Quoted passage:
Marit Stiles MPP for Davenport

Government of Ontario

Letter to Ontario's new Education Minister

Published on June 25, 2019

Ontario has a new Education Minister. I wrote Minister Lecce to call on him to seize this opportunity to reverse Doug Ford's cuts and start investing in Ontario's next generation.

Download the PDF here.

 

Hon. Stephen Lecce

Minister of Education

VIA Email

June 24, 2019

Honourable Minister,

Congratulations on your recent appointment as Ontario’s new Minister of Education.

Ontario’s public education system helped make our province the economic engine of Canada, and ensuring that high quality, accessible and equitable education is there for the next generation of Ontarians is one of the government’s most sacred responsibilities.

Under the previous government, hundreds of community schools closed, special education funding did not keep pace with student needs and the school repair backlog reached an outrageous $16 billion. Sadly, Doug Ford’s policies have taken a system already under strain and have added substantial new pressures that will impact students in every part of the province.

Rolling back the Health and Physical Education curriculum meant that for this entire school year, students learned from an outdated 1998 curriculum that does not prepare them for today’s world or reflect the diversity of our province. Following a lengthy and costly consultation, a new curriculum was promised by the end of May – yet Ontarians are still waiting.

Parts of the exercise:
A. Which lines of the records hold the string "holding"? Show every such line, matching case exactly.
B. Can you carry on the letter to Ontario's new Education Minister, picking up right after its last sentence?

Records for the exercise:
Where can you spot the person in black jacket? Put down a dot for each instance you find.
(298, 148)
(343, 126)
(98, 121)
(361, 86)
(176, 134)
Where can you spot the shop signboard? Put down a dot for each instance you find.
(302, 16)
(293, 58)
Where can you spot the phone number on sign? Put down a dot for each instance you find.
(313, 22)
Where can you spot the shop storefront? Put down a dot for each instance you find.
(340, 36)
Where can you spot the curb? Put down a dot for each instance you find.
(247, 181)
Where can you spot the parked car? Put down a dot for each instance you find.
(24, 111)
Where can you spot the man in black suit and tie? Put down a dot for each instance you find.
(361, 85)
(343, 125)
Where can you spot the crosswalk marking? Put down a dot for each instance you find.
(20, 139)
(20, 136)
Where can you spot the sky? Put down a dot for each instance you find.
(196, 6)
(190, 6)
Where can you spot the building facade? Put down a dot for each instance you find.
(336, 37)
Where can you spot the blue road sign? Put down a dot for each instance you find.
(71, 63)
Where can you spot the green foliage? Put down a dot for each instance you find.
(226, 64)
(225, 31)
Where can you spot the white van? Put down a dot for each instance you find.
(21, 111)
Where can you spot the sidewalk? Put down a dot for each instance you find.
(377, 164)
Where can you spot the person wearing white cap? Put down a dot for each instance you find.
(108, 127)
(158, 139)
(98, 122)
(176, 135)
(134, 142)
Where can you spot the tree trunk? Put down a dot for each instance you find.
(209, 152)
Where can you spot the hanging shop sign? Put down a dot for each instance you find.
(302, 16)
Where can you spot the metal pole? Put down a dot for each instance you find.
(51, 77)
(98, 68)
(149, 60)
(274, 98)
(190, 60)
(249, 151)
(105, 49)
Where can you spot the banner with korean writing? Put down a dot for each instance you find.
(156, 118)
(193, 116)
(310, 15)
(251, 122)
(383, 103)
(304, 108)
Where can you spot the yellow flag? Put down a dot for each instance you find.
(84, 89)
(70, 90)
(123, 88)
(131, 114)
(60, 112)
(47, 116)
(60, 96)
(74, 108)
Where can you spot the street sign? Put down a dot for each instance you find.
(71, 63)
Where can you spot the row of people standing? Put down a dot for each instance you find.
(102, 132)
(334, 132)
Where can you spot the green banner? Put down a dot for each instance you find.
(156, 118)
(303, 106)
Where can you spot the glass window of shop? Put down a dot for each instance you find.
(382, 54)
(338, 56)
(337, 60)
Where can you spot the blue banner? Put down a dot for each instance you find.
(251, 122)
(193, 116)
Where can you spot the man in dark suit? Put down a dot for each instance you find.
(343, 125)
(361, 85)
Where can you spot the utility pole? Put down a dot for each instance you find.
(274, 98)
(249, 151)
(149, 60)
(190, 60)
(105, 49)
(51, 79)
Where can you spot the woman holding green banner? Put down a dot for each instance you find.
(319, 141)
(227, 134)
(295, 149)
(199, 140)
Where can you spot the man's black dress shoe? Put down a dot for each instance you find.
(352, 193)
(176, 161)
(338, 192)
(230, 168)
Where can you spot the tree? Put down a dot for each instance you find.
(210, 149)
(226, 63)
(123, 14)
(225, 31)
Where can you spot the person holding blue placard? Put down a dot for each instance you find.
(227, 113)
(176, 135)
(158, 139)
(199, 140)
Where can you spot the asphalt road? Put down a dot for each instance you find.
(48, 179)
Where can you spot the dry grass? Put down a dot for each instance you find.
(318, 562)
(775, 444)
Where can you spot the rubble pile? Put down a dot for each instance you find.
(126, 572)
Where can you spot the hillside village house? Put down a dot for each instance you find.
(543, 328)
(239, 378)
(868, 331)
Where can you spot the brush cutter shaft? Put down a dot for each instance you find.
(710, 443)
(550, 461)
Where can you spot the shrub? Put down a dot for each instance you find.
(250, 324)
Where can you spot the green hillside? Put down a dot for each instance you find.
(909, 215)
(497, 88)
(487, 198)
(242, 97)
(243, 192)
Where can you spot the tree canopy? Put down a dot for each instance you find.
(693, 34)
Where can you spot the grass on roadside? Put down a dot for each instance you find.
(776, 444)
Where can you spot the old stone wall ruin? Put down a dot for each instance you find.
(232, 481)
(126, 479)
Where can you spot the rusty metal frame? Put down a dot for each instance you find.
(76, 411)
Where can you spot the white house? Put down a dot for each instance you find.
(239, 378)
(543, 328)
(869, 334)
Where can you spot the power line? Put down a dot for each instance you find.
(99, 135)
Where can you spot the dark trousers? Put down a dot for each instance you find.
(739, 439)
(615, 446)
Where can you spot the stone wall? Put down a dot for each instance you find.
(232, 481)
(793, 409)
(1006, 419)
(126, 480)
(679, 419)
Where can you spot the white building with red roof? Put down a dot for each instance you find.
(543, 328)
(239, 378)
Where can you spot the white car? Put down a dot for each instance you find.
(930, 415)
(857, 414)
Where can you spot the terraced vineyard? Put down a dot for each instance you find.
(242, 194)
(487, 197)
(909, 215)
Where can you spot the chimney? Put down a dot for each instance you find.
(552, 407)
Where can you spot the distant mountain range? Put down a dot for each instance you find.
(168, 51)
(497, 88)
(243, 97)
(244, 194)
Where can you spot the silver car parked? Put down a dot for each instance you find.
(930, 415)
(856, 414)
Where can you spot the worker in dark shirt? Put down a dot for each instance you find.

Outputs in order:
A.
Where can you spot the woman holding green banner? Put down a dot for each instance you find.
Where can you spot the person holding blue placard? Put down a dot for each instance you find.

B.
Cancelling the Indigenous curriculum writing sessions was one of your government’s first acts upon taking office. When a new curriculum was finally announced in May, Indigenous experts and community leaders were taken by surprise. This, coupled with cuts to the Indigenous Culture Fund and the Ministry of Indigenous Affairs, calls into question the government’s commitment to real reconciliation.

The decision to increase class size averages beginning in Grade 4 will worsen crowding and leave students with less one on one support, while tens of thousands of teaching positions and education worker jobs will be gone for good.

Funding cuts in the Grants for Student Needs along with Budget 2019’s below-inflation increase and the class average increases mean that school boards have been left scrambling to adjust their budgets and forced to cut positions and axe course offerings.

For students, that means fewer course options, and fewer pathways to post-secondary education and the skilled trades. Classes in the arts, music and literature are being scrapped; advanced placement courses, and even courses in STEM – contrary to the government’s own stated commitment to enhancing those areas of study.

Moving to make four high school credits online-only, and making them mandatory for all high-school students has also raised concerns about graduation rates, equity issues related to technology and creeping privatization. Thus far, the ministry has provided scant details on a plan that is meant to roll out as early as next year.

Your government’s drastic changes have resulted in surplus notices and layoffs for teachers and education workers, and so many course cancellations that students have had to re-do their timetable for the next school year, with many facing summer school or even delayed graduations as a result of the cuts.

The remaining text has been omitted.